TASK TO CARRY OUT:
Every line of the entries below that carries the string "window" should be copied.

DATASET:
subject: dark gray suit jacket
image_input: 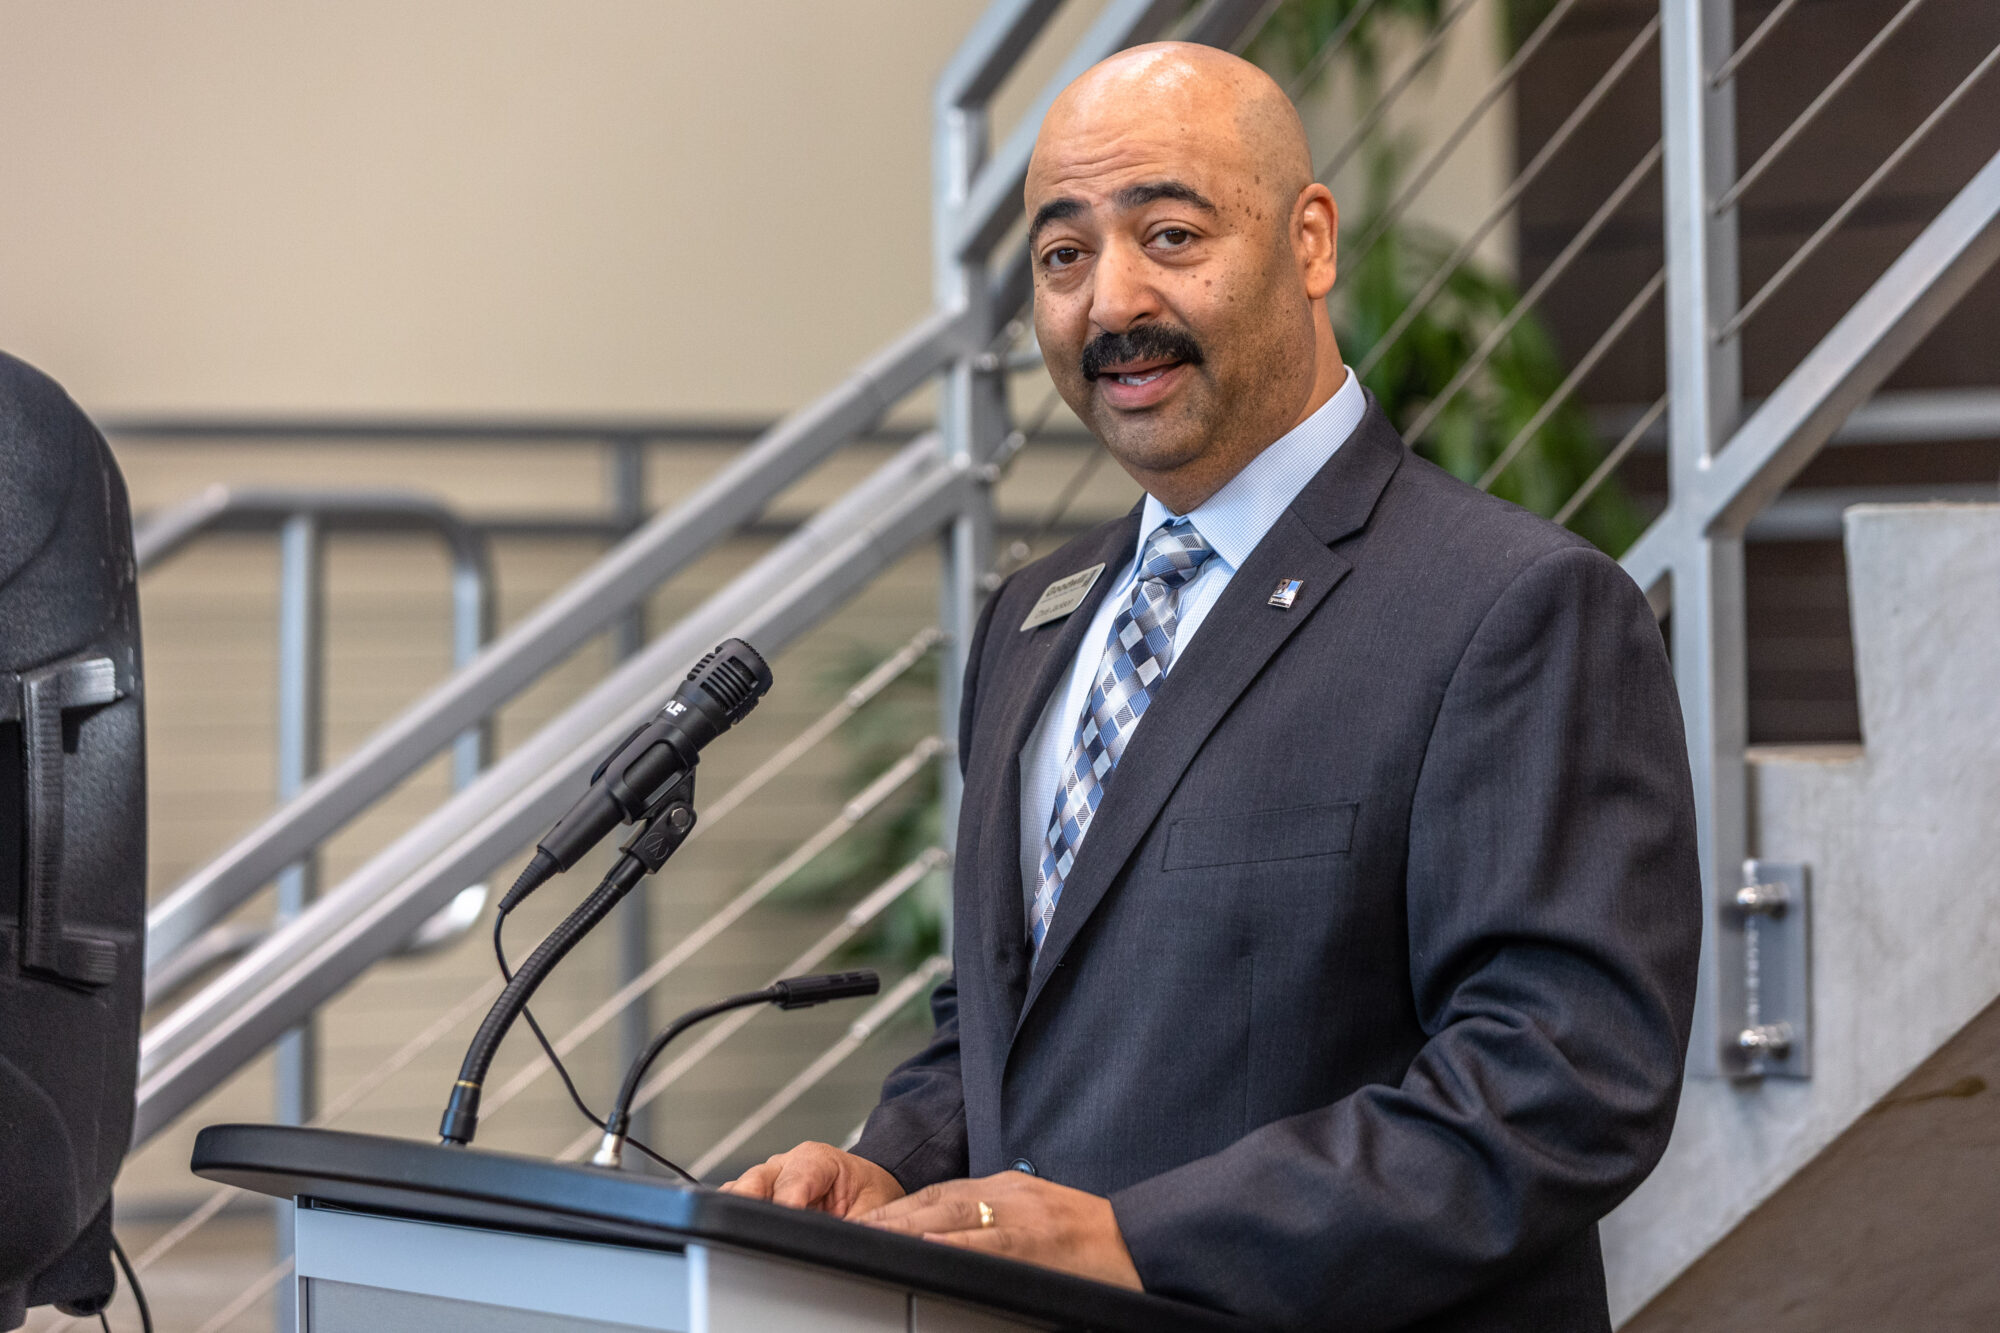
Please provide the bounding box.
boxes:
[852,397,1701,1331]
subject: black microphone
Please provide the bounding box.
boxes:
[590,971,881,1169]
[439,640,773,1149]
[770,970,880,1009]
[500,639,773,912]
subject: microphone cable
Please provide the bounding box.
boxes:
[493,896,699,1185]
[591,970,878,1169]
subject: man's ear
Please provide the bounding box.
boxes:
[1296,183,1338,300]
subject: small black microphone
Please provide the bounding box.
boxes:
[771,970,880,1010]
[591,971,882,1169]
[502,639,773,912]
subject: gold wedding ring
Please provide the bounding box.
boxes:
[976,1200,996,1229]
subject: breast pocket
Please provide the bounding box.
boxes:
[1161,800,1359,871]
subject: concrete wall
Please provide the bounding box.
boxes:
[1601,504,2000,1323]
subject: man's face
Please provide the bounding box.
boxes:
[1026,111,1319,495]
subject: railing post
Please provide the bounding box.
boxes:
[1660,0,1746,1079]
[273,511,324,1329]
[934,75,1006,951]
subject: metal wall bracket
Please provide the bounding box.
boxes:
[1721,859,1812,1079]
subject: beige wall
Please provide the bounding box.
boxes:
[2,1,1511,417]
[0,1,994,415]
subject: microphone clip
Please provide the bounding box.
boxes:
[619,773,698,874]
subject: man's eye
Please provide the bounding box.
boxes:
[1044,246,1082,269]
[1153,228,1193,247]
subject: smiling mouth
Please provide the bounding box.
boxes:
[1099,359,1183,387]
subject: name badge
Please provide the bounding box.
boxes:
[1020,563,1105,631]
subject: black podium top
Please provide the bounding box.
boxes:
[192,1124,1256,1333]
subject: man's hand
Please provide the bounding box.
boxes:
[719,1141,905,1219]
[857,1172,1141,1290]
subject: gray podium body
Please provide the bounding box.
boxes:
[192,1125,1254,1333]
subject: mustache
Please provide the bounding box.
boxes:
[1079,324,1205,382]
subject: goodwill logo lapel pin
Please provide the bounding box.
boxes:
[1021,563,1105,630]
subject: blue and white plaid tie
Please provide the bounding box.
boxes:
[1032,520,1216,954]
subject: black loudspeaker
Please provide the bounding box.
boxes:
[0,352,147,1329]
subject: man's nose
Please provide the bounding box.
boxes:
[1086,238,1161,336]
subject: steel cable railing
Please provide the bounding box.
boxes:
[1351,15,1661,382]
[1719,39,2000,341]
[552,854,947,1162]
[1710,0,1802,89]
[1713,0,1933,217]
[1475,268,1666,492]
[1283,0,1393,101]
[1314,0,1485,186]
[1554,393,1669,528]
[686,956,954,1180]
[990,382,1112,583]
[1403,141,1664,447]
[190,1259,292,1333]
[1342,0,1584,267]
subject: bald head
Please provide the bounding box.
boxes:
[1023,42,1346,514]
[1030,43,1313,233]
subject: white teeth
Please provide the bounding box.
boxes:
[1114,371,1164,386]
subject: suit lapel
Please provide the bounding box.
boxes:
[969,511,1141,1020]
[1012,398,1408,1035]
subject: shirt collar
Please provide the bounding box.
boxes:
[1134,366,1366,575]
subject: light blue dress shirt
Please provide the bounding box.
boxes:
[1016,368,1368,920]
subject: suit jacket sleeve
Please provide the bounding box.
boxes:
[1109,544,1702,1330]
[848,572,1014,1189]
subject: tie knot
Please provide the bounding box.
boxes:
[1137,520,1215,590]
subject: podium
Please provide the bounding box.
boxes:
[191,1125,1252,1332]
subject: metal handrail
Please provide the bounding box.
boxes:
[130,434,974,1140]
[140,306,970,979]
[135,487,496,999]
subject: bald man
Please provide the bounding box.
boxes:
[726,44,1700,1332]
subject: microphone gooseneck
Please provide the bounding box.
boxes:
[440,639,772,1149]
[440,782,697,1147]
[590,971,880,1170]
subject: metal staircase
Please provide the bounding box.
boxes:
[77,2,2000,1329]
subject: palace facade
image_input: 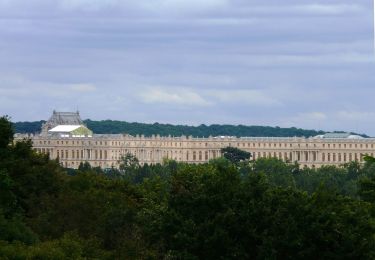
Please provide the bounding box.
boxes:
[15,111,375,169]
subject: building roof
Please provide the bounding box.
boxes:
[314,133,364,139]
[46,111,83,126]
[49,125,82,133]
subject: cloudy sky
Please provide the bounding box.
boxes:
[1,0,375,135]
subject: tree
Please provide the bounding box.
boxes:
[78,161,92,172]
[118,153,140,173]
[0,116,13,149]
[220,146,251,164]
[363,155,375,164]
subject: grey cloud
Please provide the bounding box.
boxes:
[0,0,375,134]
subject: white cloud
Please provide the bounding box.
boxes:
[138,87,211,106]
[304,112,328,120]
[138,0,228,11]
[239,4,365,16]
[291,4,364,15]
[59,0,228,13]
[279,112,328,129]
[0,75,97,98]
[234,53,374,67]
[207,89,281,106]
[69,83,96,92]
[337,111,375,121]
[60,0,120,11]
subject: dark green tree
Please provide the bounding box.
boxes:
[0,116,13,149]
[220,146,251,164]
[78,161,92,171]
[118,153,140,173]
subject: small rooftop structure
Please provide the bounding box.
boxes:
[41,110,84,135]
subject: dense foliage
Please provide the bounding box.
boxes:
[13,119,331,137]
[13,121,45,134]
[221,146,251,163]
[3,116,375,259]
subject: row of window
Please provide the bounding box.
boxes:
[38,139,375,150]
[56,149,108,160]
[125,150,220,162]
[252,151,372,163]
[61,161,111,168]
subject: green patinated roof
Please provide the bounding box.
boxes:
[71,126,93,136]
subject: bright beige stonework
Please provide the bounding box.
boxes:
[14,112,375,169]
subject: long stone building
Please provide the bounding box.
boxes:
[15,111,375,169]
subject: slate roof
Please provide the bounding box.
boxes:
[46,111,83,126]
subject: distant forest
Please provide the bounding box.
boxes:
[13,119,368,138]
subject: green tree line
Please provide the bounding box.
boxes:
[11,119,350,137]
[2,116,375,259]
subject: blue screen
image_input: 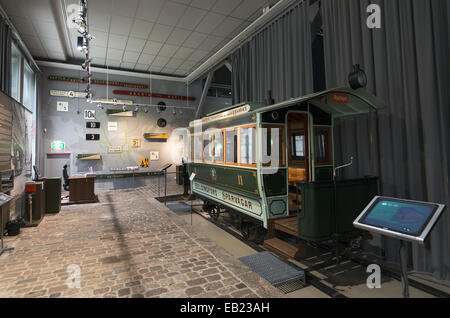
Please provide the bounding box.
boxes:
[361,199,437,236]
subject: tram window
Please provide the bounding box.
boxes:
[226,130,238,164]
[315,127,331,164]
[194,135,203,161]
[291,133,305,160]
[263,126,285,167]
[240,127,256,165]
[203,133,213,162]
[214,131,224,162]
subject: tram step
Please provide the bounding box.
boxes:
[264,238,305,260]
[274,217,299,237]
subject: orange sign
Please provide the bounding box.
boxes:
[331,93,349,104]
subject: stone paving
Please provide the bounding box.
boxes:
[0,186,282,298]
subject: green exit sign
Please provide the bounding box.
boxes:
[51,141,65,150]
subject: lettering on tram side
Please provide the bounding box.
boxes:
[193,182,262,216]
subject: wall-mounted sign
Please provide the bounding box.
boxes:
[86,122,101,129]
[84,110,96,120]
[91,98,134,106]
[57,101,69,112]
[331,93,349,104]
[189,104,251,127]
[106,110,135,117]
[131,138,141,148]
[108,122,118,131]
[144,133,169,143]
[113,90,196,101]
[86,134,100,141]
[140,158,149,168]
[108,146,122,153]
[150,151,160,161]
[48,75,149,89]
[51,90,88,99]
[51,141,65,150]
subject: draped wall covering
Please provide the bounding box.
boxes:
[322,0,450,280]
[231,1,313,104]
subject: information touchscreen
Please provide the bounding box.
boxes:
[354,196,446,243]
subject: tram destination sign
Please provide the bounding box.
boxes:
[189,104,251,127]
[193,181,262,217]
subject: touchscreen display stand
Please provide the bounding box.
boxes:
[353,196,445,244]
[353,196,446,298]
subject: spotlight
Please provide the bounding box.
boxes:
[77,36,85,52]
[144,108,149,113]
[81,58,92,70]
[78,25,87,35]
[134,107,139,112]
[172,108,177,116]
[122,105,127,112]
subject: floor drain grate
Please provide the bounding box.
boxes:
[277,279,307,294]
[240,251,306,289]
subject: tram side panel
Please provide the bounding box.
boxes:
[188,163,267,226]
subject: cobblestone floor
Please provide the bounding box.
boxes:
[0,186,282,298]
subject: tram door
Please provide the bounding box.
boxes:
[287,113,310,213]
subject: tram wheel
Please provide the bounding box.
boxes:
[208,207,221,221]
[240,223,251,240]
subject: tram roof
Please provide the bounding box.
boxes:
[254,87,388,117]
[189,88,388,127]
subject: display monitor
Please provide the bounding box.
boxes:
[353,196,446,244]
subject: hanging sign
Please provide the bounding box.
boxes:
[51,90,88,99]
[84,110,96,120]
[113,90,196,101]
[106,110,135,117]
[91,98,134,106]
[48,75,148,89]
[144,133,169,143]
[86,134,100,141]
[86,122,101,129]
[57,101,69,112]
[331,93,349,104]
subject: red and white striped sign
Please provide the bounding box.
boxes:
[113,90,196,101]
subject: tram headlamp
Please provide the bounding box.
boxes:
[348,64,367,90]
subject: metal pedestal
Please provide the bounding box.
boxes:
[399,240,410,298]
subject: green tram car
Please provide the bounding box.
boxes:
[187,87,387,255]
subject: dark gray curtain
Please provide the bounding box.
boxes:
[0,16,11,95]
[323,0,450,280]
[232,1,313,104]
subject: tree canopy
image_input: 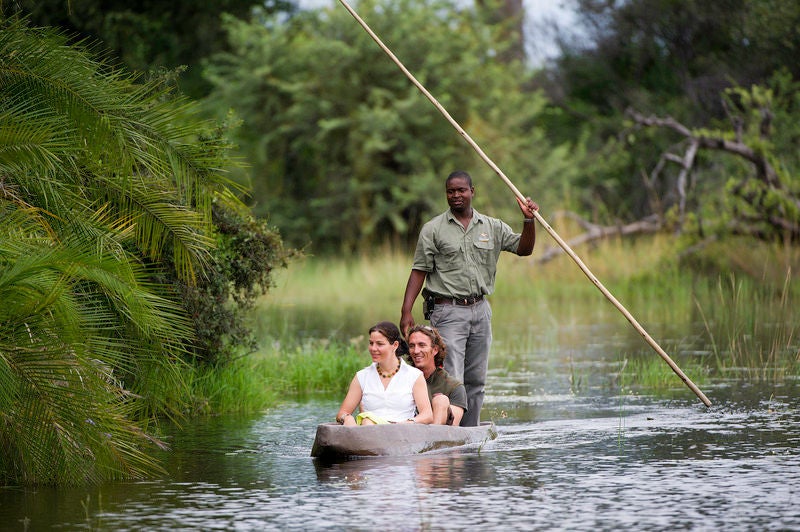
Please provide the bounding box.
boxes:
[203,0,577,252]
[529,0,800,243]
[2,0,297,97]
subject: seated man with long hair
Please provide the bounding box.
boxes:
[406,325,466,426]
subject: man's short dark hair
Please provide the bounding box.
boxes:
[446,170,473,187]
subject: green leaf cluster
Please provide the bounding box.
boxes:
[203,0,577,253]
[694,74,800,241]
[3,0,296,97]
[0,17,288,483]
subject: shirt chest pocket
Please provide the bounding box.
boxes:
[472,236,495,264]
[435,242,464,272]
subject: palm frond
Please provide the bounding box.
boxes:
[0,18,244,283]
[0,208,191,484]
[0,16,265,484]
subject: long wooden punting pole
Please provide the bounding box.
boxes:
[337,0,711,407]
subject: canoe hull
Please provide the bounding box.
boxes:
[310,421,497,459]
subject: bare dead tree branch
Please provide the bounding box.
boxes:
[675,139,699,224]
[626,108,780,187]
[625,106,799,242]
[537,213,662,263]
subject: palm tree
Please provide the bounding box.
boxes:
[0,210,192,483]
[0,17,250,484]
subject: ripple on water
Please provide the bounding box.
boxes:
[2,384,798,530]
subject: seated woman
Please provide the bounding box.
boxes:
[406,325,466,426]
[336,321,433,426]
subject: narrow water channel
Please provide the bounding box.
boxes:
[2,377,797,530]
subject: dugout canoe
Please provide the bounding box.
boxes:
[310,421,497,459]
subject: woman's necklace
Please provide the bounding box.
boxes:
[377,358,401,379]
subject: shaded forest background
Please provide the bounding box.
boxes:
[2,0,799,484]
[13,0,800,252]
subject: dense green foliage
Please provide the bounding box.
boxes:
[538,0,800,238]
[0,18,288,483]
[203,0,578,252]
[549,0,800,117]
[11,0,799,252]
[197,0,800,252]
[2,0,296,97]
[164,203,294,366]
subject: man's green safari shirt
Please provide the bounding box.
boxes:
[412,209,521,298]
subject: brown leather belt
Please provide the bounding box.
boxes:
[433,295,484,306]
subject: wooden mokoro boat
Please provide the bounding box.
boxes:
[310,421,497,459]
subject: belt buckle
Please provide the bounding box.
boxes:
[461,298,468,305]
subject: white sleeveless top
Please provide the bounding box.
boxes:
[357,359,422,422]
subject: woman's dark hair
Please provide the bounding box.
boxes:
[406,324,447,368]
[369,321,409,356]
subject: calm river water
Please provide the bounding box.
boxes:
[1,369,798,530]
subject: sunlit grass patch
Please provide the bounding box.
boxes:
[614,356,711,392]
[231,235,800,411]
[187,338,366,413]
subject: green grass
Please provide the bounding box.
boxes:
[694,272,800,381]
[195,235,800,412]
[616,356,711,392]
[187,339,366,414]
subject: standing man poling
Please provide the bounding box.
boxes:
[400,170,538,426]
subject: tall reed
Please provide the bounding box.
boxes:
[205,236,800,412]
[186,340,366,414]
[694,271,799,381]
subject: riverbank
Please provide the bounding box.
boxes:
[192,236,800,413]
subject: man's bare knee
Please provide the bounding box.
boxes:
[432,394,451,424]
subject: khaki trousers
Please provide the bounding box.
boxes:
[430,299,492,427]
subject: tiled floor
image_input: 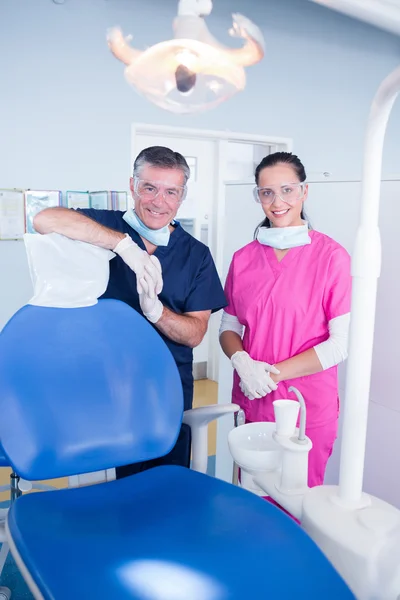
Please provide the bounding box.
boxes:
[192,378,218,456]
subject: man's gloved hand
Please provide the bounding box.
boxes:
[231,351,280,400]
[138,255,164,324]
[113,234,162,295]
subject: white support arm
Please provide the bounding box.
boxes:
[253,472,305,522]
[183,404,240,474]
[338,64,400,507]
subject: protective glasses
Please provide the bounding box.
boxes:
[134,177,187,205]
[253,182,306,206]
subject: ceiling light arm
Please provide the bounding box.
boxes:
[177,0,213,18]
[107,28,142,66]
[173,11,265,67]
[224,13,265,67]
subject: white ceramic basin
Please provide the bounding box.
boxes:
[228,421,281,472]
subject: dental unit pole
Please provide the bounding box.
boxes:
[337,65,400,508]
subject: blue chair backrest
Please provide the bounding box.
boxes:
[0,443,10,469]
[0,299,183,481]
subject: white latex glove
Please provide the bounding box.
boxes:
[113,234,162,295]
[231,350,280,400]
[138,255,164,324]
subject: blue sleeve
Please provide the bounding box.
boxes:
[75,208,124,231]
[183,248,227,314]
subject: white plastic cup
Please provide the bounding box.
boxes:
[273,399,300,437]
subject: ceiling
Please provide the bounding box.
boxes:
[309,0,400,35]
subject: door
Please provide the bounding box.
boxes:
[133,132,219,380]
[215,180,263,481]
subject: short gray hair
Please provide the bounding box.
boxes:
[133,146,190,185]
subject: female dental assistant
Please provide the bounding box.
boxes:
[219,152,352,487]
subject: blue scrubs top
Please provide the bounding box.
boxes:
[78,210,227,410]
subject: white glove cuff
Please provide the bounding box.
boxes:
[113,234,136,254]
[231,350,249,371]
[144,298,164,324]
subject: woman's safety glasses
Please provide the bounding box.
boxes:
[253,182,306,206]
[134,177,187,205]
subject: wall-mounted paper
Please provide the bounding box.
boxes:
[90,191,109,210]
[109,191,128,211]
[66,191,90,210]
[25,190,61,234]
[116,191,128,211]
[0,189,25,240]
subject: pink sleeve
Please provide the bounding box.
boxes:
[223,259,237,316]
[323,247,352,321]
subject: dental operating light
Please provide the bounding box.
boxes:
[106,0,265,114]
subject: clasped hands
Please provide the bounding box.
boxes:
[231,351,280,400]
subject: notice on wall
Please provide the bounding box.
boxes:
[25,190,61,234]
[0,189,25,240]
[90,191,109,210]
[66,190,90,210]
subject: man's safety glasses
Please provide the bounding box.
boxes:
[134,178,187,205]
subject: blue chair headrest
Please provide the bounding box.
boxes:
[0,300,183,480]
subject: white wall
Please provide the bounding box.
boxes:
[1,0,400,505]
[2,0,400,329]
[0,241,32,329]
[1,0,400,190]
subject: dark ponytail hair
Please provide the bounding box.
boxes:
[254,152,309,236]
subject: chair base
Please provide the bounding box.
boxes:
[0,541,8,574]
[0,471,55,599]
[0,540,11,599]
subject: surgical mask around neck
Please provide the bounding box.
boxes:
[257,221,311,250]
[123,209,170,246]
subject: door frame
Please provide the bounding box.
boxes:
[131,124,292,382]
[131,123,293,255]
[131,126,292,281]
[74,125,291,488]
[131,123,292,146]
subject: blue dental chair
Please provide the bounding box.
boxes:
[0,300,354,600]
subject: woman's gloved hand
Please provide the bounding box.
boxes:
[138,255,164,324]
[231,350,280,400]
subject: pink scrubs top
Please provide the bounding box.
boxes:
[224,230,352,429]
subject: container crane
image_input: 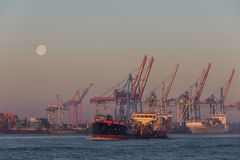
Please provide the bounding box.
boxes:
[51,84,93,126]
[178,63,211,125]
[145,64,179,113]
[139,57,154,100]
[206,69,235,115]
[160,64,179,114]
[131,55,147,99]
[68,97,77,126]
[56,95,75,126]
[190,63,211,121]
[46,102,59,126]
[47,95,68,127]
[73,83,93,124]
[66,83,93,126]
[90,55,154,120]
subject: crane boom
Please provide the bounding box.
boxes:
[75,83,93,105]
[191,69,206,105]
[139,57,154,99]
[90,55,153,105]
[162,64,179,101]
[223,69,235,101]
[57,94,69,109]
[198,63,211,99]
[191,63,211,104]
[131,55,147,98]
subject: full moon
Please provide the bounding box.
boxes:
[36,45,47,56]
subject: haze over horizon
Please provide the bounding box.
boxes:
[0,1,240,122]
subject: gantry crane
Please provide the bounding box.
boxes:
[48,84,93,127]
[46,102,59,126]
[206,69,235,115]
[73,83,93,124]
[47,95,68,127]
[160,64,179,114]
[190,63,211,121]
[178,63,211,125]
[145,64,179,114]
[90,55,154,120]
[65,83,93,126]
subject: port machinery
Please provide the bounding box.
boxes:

REPLY:
subject: row of window
subject: tram window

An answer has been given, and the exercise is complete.